[Materials provided Boundary: Start]

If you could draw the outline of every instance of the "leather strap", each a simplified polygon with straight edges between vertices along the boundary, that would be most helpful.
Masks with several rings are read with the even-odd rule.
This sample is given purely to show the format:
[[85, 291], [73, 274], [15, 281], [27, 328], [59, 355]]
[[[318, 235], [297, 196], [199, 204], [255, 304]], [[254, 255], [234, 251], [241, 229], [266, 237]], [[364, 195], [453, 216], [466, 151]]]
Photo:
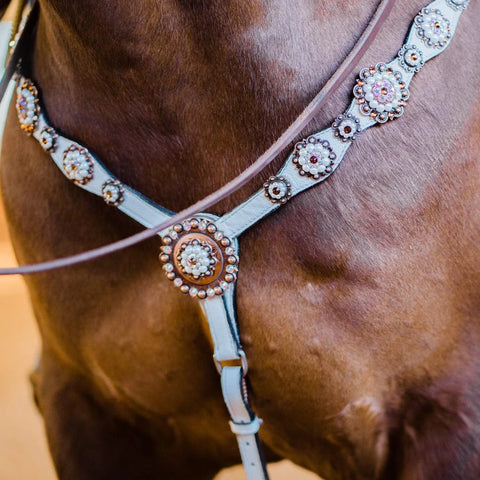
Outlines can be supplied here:
[[[213, 357], [216, 362], [240, 360], [240, 341], [236, 333], [236, 322], [227, 312], [225, 300], [233, 295], [228, 290], [222, 297], [201, 300], [200, 306], [208, 321], [213, 340]], [[235, 325], [234, 325], [235, 323]]]
[[268, 480], [266, 462], [258, 437], [262, 421], [250, 409], [242, 367], [223, 367], [221, 383], [223, 398], [232, 419], [230, 428], [237, 436], [247, 479]]

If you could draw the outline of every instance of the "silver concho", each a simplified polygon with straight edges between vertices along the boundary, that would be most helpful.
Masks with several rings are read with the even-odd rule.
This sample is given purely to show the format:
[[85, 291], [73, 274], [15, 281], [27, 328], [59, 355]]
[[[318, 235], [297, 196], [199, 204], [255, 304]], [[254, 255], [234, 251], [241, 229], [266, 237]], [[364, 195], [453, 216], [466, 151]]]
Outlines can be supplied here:
[[38, 90], [30, 80], [25, 80], [18, 85], [15, 106], [21, 129], [28, 135], [32, 135], [38, 127], [40, 106]]
[[211, 220], [195, 217], [174, 225], [162, 243], [163, 269], [182, 293], [200, 299], [223, 295], [237, 279], [234, 244]]
[[340, 115], [332, 125], [335, 137], [341, 138], [342, 142], [353, 142], [360, 130], [360, 120], [351, 113]]
[[400, 72], [379, 63], [360, 72], [353, 95], [363, 115], [385, 123], [403, 114], [410, 93]]
[[292, 162], [300, 175], [318, 180], [332, 172], [336, 158], [330, 142], [310, 136], [295, 145]]
[[422, 9], [415, 17], [415, 28], [425, 45], [432, 48], [445, 47], [452, 37], [450, 21], [438, 8]]
[[456, 11], [465, 10], [470, 0], [446, 0], [447, 5]]
[[93, 160], [86, 148], [71, 145], [63, 152], [63, 171], [78, 185], [86, 185], [93, 178]]
[[292, 186], [285, 177], [270, 177], [263, 188], [272, 203], [287, 203], [292, 196]]
[[125, 189], [118, 180], [109, 179], [102, 185], [102, 198], [107, 205], [118, 207], [123, 202]]
[[416, 45], [404, 45], [398, 52], [398, 61], [407, 72], [419, 72], [425, 62], [423, 52]]
[[44, 127], [40, 132], [40, 145], [47, 153], [57, 149], [57, 132], [52, 127]]

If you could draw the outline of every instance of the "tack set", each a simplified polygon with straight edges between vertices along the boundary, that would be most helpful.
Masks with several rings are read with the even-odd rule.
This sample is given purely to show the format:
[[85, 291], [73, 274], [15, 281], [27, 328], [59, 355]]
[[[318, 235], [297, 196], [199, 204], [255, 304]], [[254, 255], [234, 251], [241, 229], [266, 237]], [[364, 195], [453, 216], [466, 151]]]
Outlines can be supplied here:
[[[248, 200], [222, 217], [198, 214], [159, 234], [159, 258], [167, 278], [180, 292], [199, 299], [209, 323], [230, 426], [249, 480], [268, 479], [268, 473], [257, 435], [261, 421], [248, 399], [248, 364], [236, 321], [237, 238], [293, 196], [328, 178], [348, 147], [369, 127], [403, 115], [413, 76], [448, 46], [468, 3], [435, 0], [423, 8], [397, 57], [362, 70], [348, 109], [330, 128], [298, 142], [278, 174]], [[17, 78], [16, 108], [22, 130], [39, 142], [69, 180], [145, 227], [159, 225], [173, 215], [121, 183], [88, 149], [57, 133], [42, 113], [34, 83], [21, 73]]]

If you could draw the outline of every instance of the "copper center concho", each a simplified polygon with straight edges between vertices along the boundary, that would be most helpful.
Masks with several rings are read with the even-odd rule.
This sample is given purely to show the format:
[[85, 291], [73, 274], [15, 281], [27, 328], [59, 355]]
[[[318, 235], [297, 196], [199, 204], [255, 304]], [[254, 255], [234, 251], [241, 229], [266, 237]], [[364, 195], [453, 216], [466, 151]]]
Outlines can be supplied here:
[[162, 242], [163, 269], [183, 293], [198, 298], [223, 295], [236, 281], [237, 251], [211, 220], [191, 218], [176, 224]]

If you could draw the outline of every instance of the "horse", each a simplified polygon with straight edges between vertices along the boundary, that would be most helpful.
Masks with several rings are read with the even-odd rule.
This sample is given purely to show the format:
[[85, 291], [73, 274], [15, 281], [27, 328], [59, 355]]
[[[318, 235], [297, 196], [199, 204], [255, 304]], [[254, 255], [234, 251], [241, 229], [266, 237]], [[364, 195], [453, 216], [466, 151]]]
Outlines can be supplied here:
[[[378, 2], [39, 3], [30, 68], [52, 125], [178, 211], [292, 123]], [[422, 7], [397, 2], [358, 70], [393, 58]], [[269, 461], [327, 480], [480, 475], [479, 16], [472, 0], [402, 118], [240, 238], [238, 320]], [[350, 79], [304, 136], [348, 105]], [[139, 230], [59, 175], [14, 106], [2, 153], [20, 263]], [[248, 198], [286, 154], [212, 212]], [[239, 461], [198, 302], [166, 281], [158, 248], [25, 277], [60, 479], [209, 480]]]

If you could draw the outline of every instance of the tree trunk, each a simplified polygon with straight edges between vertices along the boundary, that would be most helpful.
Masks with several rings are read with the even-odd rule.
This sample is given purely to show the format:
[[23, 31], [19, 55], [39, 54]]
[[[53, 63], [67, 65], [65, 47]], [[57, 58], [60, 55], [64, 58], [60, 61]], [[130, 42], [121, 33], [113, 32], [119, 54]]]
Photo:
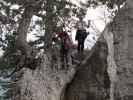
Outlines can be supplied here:
[[54, 16], [54, 4], [53, 0], [46, 0], [46, 20], [45, 20], [45, 37], [44, 37], [44, 49], [50, 49], [52, 45], [52, 34], [54, 33], [53, 29], [55, 28], [53, 23]]
[[22, 15], [22, 19], [19, 23], [19, 27], [17, 30], [17, 37], [16, 37], [17, 49], [21, 50], [21, 52], [27, 57], [31, 56], [31, 51], [32, 51], [32, 48], [27, 43], [27, 33], [33, 13], [34, 13], [33, 7], [27, 6], [25, 8], [24, 13]]

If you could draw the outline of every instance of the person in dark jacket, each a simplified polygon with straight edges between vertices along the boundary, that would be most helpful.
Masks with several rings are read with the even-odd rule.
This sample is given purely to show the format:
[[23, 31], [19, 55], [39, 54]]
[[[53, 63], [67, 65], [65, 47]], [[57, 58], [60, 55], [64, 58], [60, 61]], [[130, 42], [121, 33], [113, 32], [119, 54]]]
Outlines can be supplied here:
[[88, 25], [83, 21], [83, 17], [79, 18], [79, 22], [77, 23], [77, 32], [75, 36], [75, 40], [78, 41], [77, 50], [79, 53], [83, 53], [84, 51], [84, 42], [89, 33], [86, 32], [85, 27], [90, 26], [90, 20], [88, 21]]
[[87, 35], [88, 35], [88, 33], [86, 32], [86, 30], [84, 30], [84, 29], [77, 30], [75, 40], [78, 41], [78, 47], [77, 47], [78, 52], [83, 52], [84, 42], [85, 42]]

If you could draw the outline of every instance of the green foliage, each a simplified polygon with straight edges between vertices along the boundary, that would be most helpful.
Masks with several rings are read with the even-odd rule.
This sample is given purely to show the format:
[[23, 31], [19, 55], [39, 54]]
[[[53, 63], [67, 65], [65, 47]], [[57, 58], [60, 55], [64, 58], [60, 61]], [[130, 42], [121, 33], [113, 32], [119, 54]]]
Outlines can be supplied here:
[[11, 69], [15, 67], [15, 34], [6, 34], [5, 39], [0, 41], [1, 48], [4, 50], [0, 58], [0, 69]]
[[3, 92], [0, 95], [0, 100], [12, 100], [13, 95], [17, 94], [17, 91], [14, 91], [14, 88], [17, 88], [16, 84], [0, 80], [0, 85], [0, 91]]
[[[14, 55], [16, 52], [15, 37], [15, 33], [8, 33], [5, 34], [4, 38], [1, 38], [0, 47], [4, 50], [4, 54], [0, 58], [1, 76], [7, 76], [8, 72], [14, 70], [16, 67], [15, 60], [17, 58]], [[0, 82], [3, 82], [3, 80], [0, 80]], [[7, 84], [6, 82], [3, 85], [0, 83], [0, 85], [2, 86], [1, 91], [4, 92], [0, 100], [9, 100], [13, 96], [14, 85]]]
[[[45, 36], [40, 36], [39, 42], [42, 41], [44, 44], [47, 43], [47, 40], [51, 40], [49, 38], [52, 35], [49, 35], [58, 32], [63, 26], [67, 27], [69, 30], [74, 28], [70, 26], [71, 23], [74, 23], [71, 16], [79, 17], [81, 9], [82, 8], [77, 7], [67, 0], [48, 0], [45, 9], [46, 16], [43, 17]], [[82, 9], [82, 11], [83, 10], [84, 9]], [[84, 11], [84, 13], [86, 13], [86, 11]]]
[[109, 9], [113, 9], [114, 6], [120, 7], [126, 0], [87, 0], [87, 3], [82, 3], [86, 7], [97, 7], [99, 4], [107, 5]]

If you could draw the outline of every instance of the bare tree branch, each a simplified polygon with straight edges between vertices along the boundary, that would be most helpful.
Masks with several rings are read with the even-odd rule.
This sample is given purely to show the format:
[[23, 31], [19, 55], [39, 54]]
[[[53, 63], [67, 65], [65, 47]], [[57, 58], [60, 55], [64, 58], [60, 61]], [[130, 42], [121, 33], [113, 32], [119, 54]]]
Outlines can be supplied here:
[[0, 14], [0, 22], [2, 22], [2, 24], [15, 23], [13, 19], [11, 19], [10, 17], [4, 16], [2, 14]]

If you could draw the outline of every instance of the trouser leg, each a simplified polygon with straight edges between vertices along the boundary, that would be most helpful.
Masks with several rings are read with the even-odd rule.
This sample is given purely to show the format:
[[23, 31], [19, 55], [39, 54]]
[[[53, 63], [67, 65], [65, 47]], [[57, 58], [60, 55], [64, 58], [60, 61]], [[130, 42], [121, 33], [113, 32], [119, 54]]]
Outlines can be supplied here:
[[60, 51], [60, 61], [61, 61], [61, 68], [64, 68], [65, 59], [64, 59], [64, 52], [63, 52], [63, 50]]
[[81, 52], [83, 52], [84, 51], [84, 40], [82, 40], [82, 42], [81, 42]]
[[80, 52], [80, 41], [78, 41], [78, 48], [77, 48], [78, 52]]
[[65, 50], [65, 61], [66, 61], [66, 66], [69, 67], [68, 50]]

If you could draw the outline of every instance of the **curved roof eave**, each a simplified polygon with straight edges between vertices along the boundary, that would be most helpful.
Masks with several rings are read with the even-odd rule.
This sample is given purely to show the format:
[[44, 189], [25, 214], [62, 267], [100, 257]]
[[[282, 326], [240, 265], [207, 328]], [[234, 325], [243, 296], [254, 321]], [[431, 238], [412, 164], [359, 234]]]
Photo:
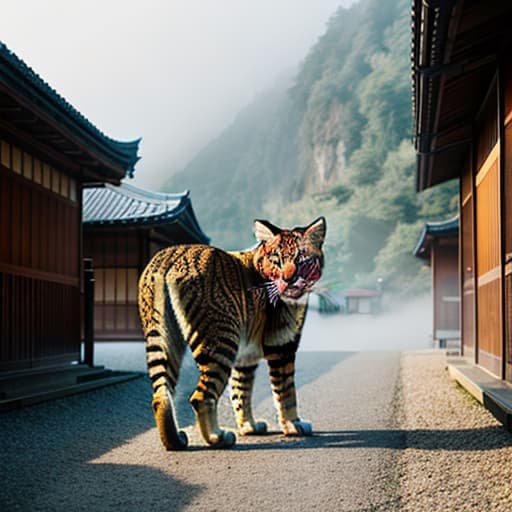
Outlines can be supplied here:
[[176, 194], [151, 192], [126, 183], [84, 189], [85, 226], [147, 226], [165, 229], [179, 225], [197, 243], [208, 244], [188, 190]]
[[459, 216], [439, 222], [426, 222], [421, 231], [418, 243], [412, 252], [417, 258], [429, 257], [429, 245], [433, 238], [455, 237], [459, 233]]
[[124, 142], [105, 135], [1, 41], [0, 85], [43, 111], [86, 146], [92, 146], [94, 156], [99, 156], [106, 168], [114, 166], [133, 176], [140, 159], [137, 153], [141, 138]]

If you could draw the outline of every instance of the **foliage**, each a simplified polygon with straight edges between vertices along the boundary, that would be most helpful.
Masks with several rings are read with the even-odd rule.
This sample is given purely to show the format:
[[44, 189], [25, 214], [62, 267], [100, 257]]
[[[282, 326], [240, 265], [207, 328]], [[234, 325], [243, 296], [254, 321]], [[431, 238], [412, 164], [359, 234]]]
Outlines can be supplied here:
[[412, 255], [411, 249], [416, 246], [418, 233], [422, 228], [422, 221], [396, 225], [386, 245], [375, 258], [375, 269], [370, 276], [370, 281], [376, 282], [377, 279], [382, 279], [383, 290], [396, 295], [411, 295], [428, 290], [430, 272], [418, 258]]
[[409, 140], [410, 2], [340, 8], [293, 85], [281, 80], [173, 176], [215, 245], [253, 243], [253, 218], [327, 218], [324, 282], [404, 295], [428, 287], [412, 255], [424, 222], [457, 213], [458, 183], [420, 194]]
[[347, 185], [344, 185], [343, 183], [340, 183], [332, 187], [327, 192], [318, 194], [317, 197], [319, 199], [335, 199], [336, 203], [344, 204], [352, 197], [353, 193], [354, 191], [351, 188], [347, 187]]

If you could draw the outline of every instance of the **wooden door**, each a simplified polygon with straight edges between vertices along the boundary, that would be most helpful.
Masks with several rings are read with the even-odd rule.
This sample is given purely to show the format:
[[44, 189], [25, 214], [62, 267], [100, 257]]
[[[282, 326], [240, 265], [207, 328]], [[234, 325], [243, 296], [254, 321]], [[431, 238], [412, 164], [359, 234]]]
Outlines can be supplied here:
[[498, 93], [494, 81], [475, 130], [477, 362], [502, 377], [503, 267], [498, 127]]
[[478, 363], [501, 376], [502, 293], [499, 145], [476, 176]]
[[457, 339], [459, 326], [459, 272], [457, 239], [442, 237], [432, 247], [434, 338]]
[[0, 141], [0, 371], [80, 359], [77, 183]]
[[460, 268], [461, 268], [461, 338], [462, 355], [475, 357], [475, 261], [473, 184], [470, 159], [461, 177]]
[[512, 382], [512, 62], [504, 59], [503, 106], [504, 106], [504, 141], [502, 158], [504, 159], [503, 176], [503, 222], [505, 237], [505, 378]]

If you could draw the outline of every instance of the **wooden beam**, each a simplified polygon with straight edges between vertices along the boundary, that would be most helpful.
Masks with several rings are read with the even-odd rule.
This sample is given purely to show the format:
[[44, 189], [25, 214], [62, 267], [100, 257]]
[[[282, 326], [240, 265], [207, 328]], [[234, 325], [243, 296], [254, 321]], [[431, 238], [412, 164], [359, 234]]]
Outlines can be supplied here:
[[30, 148], [32, 148], [33, 151], [36, 153], [39, 153], [38, 155], [42, 160], [50, 158], [53, 162], [55, 162], [56, 165], [59, 167], [62, 167], [62, 170], [70, 170], [73, 171], [74, 176], [76, 177], [81, 173], [80, 166], [76, 164], [73, 160], [70, 160], [66, 155], [64, 155], [62, 152], [56, 151], [51, 146], [48, 146], [38, 139], [34, 138], [32, 135], [30, 135], [28, 132], [21, 130], [17, 126], [9, 123], [5, 119], [0, 119], [0, 133], [4, 132], [6, 135], [11, 135], [19, 143], [24, 144]]
[[[91, 158], [97, 160], [98, 162], [102, 162], [103, 168], [110, 172], [110, 176], [104, 176], [104, 181], [110, 180], [120, 180], [124, 177], [125, 172], [124, 169], [116, 165], [113, 161], [110, 160], [109, 157], [103, 158], [101, 154], [101, 150], [97, 151], [92, 145], [83, 143], [79, 137], [75, 134], [71, 133], [64, 124], [56, 123], [55, 119], [48, 115], [48, 113], [39, 107], [38, 105], [32, 103], [30, 99], [25, 98], [17, 94], [16, 91], [13, 91], [10, 88], [6, 88], [6, 86], [0, 83], [0, 93], [4, 93], [10, 98], [12, 98], [16, 103], [18, 103], [23, 108], [26, 108], [33, 115], [38, 116], [43, 122], [45, 122], [52, 130], [57, 133], [60, 133], [65, 139], [72, 142], [72, 144], [76, 145], [76, 147], [80, 148], [85, 154], [90, 155]], [[86, 169], [84, 169], [87, 172]]]
[[39, 121], [38, 117], [31, 117], [30, 119], [11, 119], [14, 124], [36, 124]]
[[13, 106], [13, 107], [0, 107], [0, 112], [23, 112], [23, 109], [21, 107], [16, 107], [16, 106]]

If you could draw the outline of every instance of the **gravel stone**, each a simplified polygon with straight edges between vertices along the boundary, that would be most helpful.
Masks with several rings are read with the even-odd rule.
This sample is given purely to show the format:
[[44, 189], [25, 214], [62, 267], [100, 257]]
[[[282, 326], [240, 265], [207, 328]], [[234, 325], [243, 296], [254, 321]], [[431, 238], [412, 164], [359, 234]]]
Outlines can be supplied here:
[[[184, 421], [190, 449], [165, 452], [147, 378], [2, 414], [0, 510], [512, 510], [512, 435], [442, 352], [302, 353], [298, 368], [314, 435], [278, 432], [263, 371], [270, 434], [232, 450], [205, 449]], [[227, 394], [220, 408], [233, 426]]]
[[403, 353], [401, 510], [512, 510], [512, 435], [448, 376], [442, 352]]

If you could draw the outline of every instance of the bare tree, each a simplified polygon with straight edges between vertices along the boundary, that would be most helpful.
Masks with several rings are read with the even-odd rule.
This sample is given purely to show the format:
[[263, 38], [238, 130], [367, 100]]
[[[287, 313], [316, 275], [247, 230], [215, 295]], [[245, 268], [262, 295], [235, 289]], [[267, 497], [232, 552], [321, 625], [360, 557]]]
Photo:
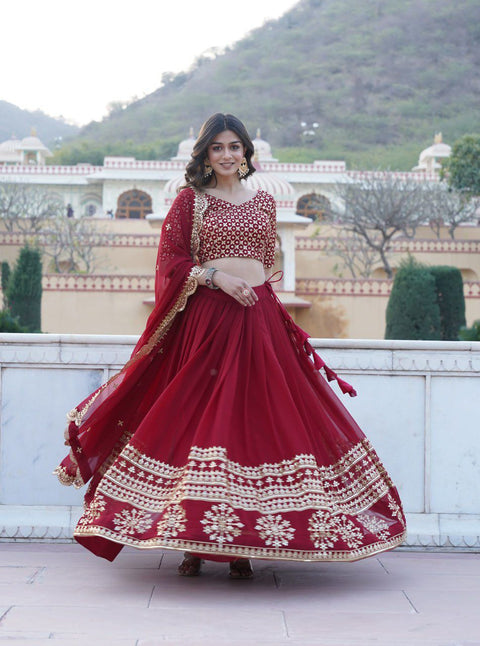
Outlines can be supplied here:
[[[33, 235], [59, 273], [94, 270], [100, 236], [88, 218], [68, 218], [63, 202], [39, 187], [0, 183], [0, 217], [7, 231]], [[104, 236], [105, 237], [105, 236]]]
[[325, 253], [340, 259], [339, 265], [334, 268], [336, 273], [341, 276], [343, 270], [347, 269], [352, 278], [369, 278], [378, 261], [377, 251], [364, 238], [342, 229], [328, 239]]
[[39, 238], [44, 254], [52, 258], [58, 273], [91, 273], [94, 270], [95, 247], [100, 236], [87, 218], [52, 218], [46, 223]]
[[63, 211], [62, 201], [44, 189], [0, 183], [0, 217], [7, 231], [39, 233], [49, 218]]
[[372, 173], [338, 183], [335, 193], [337, 206], [326, 213], [328, 219], [362, 238], [393, 278], [388, 259], [392, 240], [399, 235], [412, 238], [418, 225], [428, 222], [428, 185], [393, 173]]
[[439, 238], [442, 227], [446, 226], [450, 237], [455, 240], [455, 229], [458, 226], [476, 221], [479, 201], [470, 194], [456, 191], [445, 184], [437, 184], [430, 190], [434, 209], [430, 227]]

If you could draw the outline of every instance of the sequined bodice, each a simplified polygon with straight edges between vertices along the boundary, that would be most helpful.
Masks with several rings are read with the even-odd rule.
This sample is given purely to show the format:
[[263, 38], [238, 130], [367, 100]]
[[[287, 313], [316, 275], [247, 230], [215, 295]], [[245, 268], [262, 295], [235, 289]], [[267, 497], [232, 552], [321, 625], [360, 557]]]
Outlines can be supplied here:
[[206, 194], [208, 206], [200, 229], [200, 264], [216, 258], [254, 258], [273, 267], [275, 200], [265, 191], [242, 204]]

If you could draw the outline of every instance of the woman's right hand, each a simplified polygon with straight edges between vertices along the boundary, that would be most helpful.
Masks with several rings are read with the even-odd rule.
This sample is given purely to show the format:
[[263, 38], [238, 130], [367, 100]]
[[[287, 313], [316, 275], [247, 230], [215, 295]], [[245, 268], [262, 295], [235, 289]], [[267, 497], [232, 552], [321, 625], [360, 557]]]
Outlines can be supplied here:
[[213, 274], [212, 282], [244, 307], [255, 305], [258, 301], [257, 294], [243, 278], [232, 276], [217, 269]]

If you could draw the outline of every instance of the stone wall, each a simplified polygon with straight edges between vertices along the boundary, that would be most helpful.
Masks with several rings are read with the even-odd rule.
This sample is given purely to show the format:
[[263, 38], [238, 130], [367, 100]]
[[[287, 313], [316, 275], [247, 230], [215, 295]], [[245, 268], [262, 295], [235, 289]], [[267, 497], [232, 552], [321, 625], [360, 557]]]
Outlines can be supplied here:
[[[65, 413], [128, 359], [136, 337], [0, 335], [0, 539], [68, 540], [82, 491], [51, 472]], [[314, 340], [359, 392], [342, 401], [408, 516], [408, 545], [480, 548], [480, 343]]]

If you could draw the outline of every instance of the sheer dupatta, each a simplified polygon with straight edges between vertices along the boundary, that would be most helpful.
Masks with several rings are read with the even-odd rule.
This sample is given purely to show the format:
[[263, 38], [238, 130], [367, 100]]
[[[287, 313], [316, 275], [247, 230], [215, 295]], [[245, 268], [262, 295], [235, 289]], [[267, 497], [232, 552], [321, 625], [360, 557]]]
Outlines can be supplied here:
[[[91, 480], [87, 498], [134, 433], [119, 419], [140, 396], [136, 385], [162, 352], [175, 316], [196, 288], [199, 230], [206, 198], [187, 188], [174, 200], [162, 227], [155, 271], [155, 307], [129, 361], [122, 370], [67, 415], [65, 444], [70, 453], [55, 469], [60, 482], [81, 487]], [[93, 478], [93, 480], [92, 480]], [[89, 495], [90, 494], [90, 495]]]

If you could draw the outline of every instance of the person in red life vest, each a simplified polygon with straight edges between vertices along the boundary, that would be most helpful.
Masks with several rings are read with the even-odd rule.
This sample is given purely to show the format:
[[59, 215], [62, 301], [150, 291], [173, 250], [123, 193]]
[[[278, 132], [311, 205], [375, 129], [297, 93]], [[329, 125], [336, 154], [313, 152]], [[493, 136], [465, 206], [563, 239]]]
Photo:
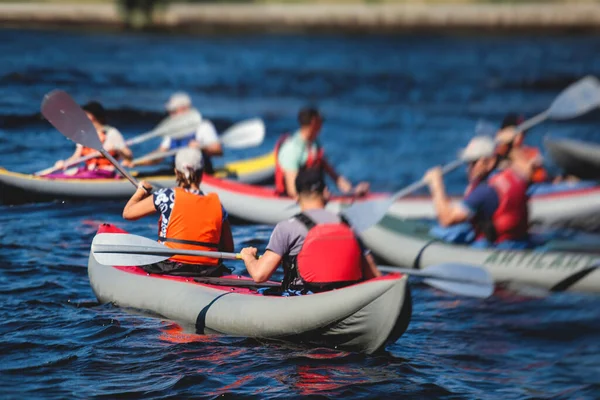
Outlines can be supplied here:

[Materials provided Boundary: End]

▶ _Exercise instructions_
Every line from the one with "[[59, 215], [62, 301], [150, 291], [173, 250], [123, 193]]" through the end of the records is to be reproduced exactly, and the pictures are to be left out.

▶ _Problem solution_
[[59, 215], [62, 301], [150, 291], [173, 250], [123, 193]]
[[[278, 132], [311, 205], [375, 129], [297, 93]], [[329, 125], [336, 154], [313, 152]], [[493, 136], [465, 206], [563, 239]]]
Photo:
Outlines can be supplied here:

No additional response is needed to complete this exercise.